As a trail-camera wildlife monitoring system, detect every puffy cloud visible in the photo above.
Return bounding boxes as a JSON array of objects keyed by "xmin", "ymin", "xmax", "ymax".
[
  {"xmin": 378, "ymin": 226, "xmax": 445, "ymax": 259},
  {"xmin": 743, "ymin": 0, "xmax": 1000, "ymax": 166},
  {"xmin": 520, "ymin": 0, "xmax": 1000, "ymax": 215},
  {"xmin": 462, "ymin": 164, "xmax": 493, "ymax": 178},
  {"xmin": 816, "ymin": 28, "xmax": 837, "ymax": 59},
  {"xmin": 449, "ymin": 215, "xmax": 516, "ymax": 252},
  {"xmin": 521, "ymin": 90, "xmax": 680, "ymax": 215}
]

###

STATED EXERCISE
How many lines in the records above contain the string "xmin"? Reply with the number alone.

EXERCISE RESULT
8